WORK INSTRUCTION: Output every line below exactly.

- - -

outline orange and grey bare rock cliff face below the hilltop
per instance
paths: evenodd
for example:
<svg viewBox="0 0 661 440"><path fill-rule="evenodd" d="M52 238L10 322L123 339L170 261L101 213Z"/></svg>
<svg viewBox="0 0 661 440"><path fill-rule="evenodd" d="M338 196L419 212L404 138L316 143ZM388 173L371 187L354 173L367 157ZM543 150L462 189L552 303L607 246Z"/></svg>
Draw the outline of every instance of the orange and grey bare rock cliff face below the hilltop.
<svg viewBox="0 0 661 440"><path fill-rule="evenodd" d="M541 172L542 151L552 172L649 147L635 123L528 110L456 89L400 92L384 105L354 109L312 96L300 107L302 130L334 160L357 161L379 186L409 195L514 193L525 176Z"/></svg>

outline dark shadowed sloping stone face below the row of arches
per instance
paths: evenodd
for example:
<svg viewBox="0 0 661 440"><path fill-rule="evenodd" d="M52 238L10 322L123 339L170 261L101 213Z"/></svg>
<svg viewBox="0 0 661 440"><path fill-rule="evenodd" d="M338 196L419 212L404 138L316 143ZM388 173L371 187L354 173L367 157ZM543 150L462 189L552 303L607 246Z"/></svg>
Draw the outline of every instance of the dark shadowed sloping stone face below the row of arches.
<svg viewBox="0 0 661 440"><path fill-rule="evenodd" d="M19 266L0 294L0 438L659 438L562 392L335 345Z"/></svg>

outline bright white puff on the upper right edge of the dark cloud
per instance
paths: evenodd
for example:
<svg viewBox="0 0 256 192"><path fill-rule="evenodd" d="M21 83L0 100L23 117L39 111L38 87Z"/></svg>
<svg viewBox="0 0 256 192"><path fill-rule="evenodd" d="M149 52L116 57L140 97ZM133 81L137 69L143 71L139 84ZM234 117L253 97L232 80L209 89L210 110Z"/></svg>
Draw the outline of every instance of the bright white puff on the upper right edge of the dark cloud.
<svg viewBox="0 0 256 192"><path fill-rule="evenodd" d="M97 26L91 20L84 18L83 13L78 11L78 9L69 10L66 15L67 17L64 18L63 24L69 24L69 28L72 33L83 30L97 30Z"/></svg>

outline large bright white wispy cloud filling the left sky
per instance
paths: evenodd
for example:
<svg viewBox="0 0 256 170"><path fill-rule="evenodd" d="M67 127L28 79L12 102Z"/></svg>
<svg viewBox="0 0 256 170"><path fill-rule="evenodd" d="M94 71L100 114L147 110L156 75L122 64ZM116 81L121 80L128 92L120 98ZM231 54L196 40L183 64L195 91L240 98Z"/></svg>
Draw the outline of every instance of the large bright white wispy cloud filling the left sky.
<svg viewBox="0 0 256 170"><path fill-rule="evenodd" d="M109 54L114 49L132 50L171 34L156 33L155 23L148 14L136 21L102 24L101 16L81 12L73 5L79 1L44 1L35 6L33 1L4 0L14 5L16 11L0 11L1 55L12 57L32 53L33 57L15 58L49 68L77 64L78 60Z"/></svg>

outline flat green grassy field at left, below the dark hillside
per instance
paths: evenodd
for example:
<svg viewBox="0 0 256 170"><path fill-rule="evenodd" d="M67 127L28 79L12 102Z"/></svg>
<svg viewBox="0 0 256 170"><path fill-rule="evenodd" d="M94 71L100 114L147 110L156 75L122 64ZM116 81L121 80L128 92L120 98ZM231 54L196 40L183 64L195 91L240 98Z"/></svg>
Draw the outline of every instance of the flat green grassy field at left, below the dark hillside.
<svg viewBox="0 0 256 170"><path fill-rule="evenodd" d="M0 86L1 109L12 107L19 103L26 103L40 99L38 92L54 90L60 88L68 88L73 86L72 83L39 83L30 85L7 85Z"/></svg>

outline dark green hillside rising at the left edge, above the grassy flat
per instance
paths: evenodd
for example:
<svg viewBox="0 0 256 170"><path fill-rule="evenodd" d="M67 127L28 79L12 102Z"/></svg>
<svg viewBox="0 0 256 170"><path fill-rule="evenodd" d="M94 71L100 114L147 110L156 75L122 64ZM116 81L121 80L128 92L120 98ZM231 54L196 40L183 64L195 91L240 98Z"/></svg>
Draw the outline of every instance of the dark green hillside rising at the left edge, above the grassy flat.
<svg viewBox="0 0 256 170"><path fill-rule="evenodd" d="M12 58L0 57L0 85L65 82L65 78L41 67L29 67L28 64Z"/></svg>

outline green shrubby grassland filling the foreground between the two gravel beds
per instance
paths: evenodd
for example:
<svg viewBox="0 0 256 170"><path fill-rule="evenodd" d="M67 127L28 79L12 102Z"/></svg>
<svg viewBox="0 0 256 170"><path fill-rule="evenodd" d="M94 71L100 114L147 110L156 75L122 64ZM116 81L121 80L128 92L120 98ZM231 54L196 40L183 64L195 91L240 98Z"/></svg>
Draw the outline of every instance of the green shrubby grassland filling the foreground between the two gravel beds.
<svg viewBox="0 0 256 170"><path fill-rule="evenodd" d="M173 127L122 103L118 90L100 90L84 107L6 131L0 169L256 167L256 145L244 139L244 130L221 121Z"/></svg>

- - -

RESULT:
outline orange and grey bare rock cliff face below the hilltop
per instance
paths: evenodd
for example:
<svg viewBox="0 0 661 440"><path fill-rule="evenodd" d="M52 238L10 322L123 339L170 261L101 213Z"/></svg>
<svg viewBox="0 0 661 440"><path fill-rule="evenodd" d="M338 196L419 212L404 138L316 143ZM388 173L371 187L354 173L367 157ZM543 150L462 189L552 303L607 246Z"/></svg>
Draw the outline of every instance of the orange and grey bare rock cliff face below the hilltop.
<svg viewBox="0 0 661 440"><path fill-rule="evenodd" d="M541 172L542 151L552 172L649 147L635 123L528 110L456 89L400 92L384 105L354 109L312 96L300 107L302 130L334 160L357 161L379 186L409 195L514 193L525 176Z"/></svg>

outline dark shadowed sloping stone face below the row of arches
per instance
paths: evenodd
for example:
<svg viewBox="0 0 661 440"><path fill-rule="evenodd" d="M52 238L10 322L123 339L170 261L101 213Z"/></svg>
<svg viewBox="0 0 661 440"><path fill-rule="evenodd" d="M338 196L419 212L404 138L316 143ZM388 173L371 187L354 173L367 157ZM543 150L462 189L552 303L607 246Z"/></svg>
Draw the outline of every instance of the dark shadowed sloping stone face below the row of arches.
<svg viewBox="0 0 661 440"><path fill-rule="evenodd" d="M19 266L0 294L0 438L659 438L562 392L335 345Z"/></svg>

outline bright white puff on the upper right edge of the dark cloud
per instance
paths: evenodd
for example:
<svg viewBox="0 0 256 192"><path fill-rule="evenodd" d="M21 83L0 100L23 117L39 111L38 87Z"/></svg>
<svg viewBox="0 0 256 192"><path fill-rule="evenodd" d="M149 52L116 57L140 97ZM133 81L137 69L143 71L139 84ZM234 117L253 97L232 80L209 89L210 110Z"/></svg>
Draw the outline of every instance of the bright white puff on the upper right edge of the dark cloud.
<svg viewBox="0 0 256 192"><path fill-rule="evenodd" d="M97 26L91 20L84 18L83 13L78 11L78 9L69 10L66 15L67 17L64 18L63 24L69 24L69 28L72 33L83 30L97 30Z"/></svg>

outline large bright white wispy cloud filling the left sky
per instance
paths: evenodd
for example:
<svg viewBox="0 0 256 170"><path fill-rule="evenodd" d="M67 127L28 79L12 102Z"/></svg>
<svg viewBox="0 0 256 170"><path fill-rule="evenodd" d="M94 71L100 114L147 110L156 75L122 64ZM116 81L121 80L128 92L120 98ZM231 54L196 40L183 64L195 91L240 98Z"/></svg>
Draw the outline of every instance of the large bright white wispy cloud filling the left sky.
<svg viewBox="0 0 256 170"><path fill-rule="evenodd" d="M109 54L114 49L132 50L171 34L156 33L155 23L148 14L136 21L102 24L101 16L81 12L73 5L79 1L44 1L35 6L33 1L4 0L14 5L16 11L0 11L1 55L12 57L32 53L33 57L15 58L49 68L77 64L78 60Z"/></svg>

outline flat green grassy field at left, below the dark hillside
per instance
paths: evenodd
for example:
<svg viewBox="0 0 256 170"><path fill-rule="evenodd" d="M67 127L28 79L12 102Z"/></svg>
<svg viewBox="0 0 256 170"><path fill-rule="evenodd" d="M94 71L100 114L147 110L156 75L122 64ZM116 81L121 80L128 92L120 98ZM231 54L196 40L183 64L195 91L240 98Z"/></svg>
Draw the outline of every instance of the flat green grassy field at left, below the dark hillside.
<svg viewBox="0 0 256 170"><path fill-rule="evenodd" d="M0 86L1 109L12 107L19 103L26 103L40 99L38 92L54 90L60 88L68 88L73 86L72 83L39 83L30 85L7 85Z"/></svg>

outline dark green hillside rising at the left edge, above the grassy flat
per instance
paths: evenodd
for example:
<svg viewBox="0 0 256 170"><path fill-rule="evenodd" d="M67 127L28 79L12 102Z"/></svg>
<svg viewBox="0 0 256 170"><path fill-rule="evenodd" d="M94 71L100 114L147 110L156 75L122 64ZM116 81L121 80L128 92L120 98ZM231 54L196 40L183 64L195 91L240 98Z"/></svg>
Draw the outline of every instance of the dark green hillside rising at the left edge, above the grassy flat.
<svg viewBox="0 0 256 170"><path fill-rule="evenodd" d="M12 58L0 57L0 85L65 82L65 78L41 67L29 67L28 64Z"/></svg>

outline green shrubby grassland filling the foreground between the two gravel beds
per instance
paths: evenodd
for example:
<svg viewBox="0 0 256 170"><path fill-rule="evenodd" d="M67 127L28 79L12 102Z"/></svg>
<svg viewBox="0 0 256 170"><path fill-rule="evenodd" d="M94 71L100 114L147 110L156 75L122 64ZM116 81L121 80L128 92L120 98ZM231 54L196 40L183 64L195 91L240 98Z"/></svg>
Draw the outline of every instance of the green shrubby grassland filling the foreground between the two gravel beds.
<svg viewBox="0 0 256 170"><path fill-rule="evenodd" d="M173 127L122 103L118 90L100 90L84 107L6 131L0 169L256 167L256 145L244 139L244 130L221 121Z"/></svg>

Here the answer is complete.